[BEGIN Extracted text]

This post should be rebranded to “LFRM: Learn From Rivian’s Mistakes” as we’ll be learning from a massive OTA mishap they recently experienced.

If you haven’t read about it, Rivian recently released an OTA update that may have bricked the infotainment system in their vehicles.

From the VP of Engineering:

We made an error with the 2023.42 OTA update – a fat finger where the wrong build with the wrong security certificates was sent out. We cancelled the campaign and we will restart it with the proper software that went through the different campaigns of beta testing.

An Educated Guess At Root Cause

What does this mean, exactly? Well, we can’t fully know without access to the engineering team but we can make an educated guess. Most chips nowadays offer a form of securely booting signed binaries. In the ESP32 world it’s the Secure Boot feature.

The idea is that you sign a binary with a private signing key. The signature is added to the final binary in a pre-specified location. At boot, the bootloader will validate the image was signed with the private key via cryptographic algorithms. It does this by using the known public key which is stored on the chip (EFUSE on ESP32). On the ESP32 this ensures two things:

  1. The image to boot was signed with the secret, private key. This means you cannot sideload an unsigned, custom binary.
  2. The image has not been modified. The signature block in the ESP32 contains an image digest which is also validated so if the binary file was modified after signing it will not boot.

Once Secure Boot is enabled on an ESP32 it is impossible to boot a binary image that is not signed with the correct security certificate. Rivian implies that the fix may require physical access to the vehicle. It sounds like maybe they OTA’d the infotainment system with a binary image that was signed with the wrong certificate.

Whether that’s true or not, however, is irrelevant. It’s something that can happen and is a catastrophic mistake that you will want to avoid. So let’s talk about how to avoid it in your production application.

ESP32 Anti-Brick Protection

This is just a quick note on the protections that exist on the ESP32 to save you from your own carelessness. Secure Boot has several anti-brick protections in place to prevent a device from becoming unusable from an OTA update.

First, when Secure Boot is enabled and an OTA update is downloaded to the ESP32, if the signature validation fails the device will refuse to set the OTA partition flag to boot it. This is your first line of defense.

Second, what happens if you manually flash a badly-signed binary image to one of the app partitions in an OTA configuration? When the secondary bootloader attempts to load that app partition it will fail signature validation and the bootloader will automatically try to boot one of the other available app partitions. It will do this until it finds one that will pass signature validation and load.

As long as you have one properly signed application partition on your ESP32 it will boot, thus protecting you from a bricked state.

Production Takeaways

Here are the key takeaways to apply to your production setup:

  • Keep your signing key private. If your signing key is compromised it’s game over. Anyone can build firmware that your device will happily boot.

[END Extracted text]

▶ Stated task 1:
Please convert the stretch of the records from the start through the line containing "pixel 1076 848" into a Markdown table with the columns "Row" and "Line", numbering each row and leaving out blank lines.

[BEGIN Records supplied]

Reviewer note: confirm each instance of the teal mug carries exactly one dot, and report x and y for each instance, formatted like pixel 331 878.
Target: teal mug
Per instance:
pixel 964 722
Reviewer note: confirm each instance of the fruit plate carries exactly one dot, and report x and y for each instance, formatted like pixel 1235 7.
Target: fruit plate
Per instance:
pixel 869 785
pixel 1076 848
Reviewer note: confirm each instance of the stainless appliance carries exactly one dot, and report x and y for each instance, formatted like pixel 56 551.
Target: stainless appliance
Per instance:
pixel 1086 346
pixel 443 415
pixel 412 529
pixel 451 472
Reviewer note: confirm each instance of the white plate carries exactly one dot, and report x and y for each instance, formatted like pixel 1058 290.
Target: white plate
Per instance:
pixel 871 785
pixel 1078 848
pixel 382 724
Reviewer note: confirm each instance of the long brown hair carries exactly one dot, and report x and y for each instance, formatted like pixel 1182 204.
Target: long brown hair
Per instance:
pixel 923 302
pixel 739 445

[END Records supplied]

▶ Stated task 2:
Reproduce the stretch of the Rivian OTA post from "The idea is" through "will not boot." word for word.

▶ Full output 1:
| Row | Line |
|---|---|
| 1 | Reviewer note: confirm each instance of the teal mug carries exactly one dot, and report x and y for each instance, formatted like pixel 331 878. |
| 2 | Target: teal mug |
| 3 | Per instance: |
| 4 | pixel 964 722 |
| 5 | Reviewer note: confirm each instance of the fruit plate carries exactly one dot, and report x and y for each instance, formatted like pixel 1235 7. |
| 6 | Target: fruit plate |
| 7 | Per instance: |
| 8 | pixel 869 785 |
| 9 | pixel 1076 848 |

▶ Full output 2:
The idea is that you sign a binary with a private signing key. The signature is added to the final binary in a pre-specified location. At boot, the bootloader will validate the image was signed with the private key via cryptographic algorithms. It does this by using the known public key which is stored on the chip (EFUSE on ESP32). On the ESP32 this ensures two things:

  1. The image to boot was signed with the secret, private key. This means you cannot sideload an unsigned, custom binary.
  2. The image has not been modified. The signature block in the ESP32 contains an image digest which is also validated so if the binary file was modified after signing it will not boot.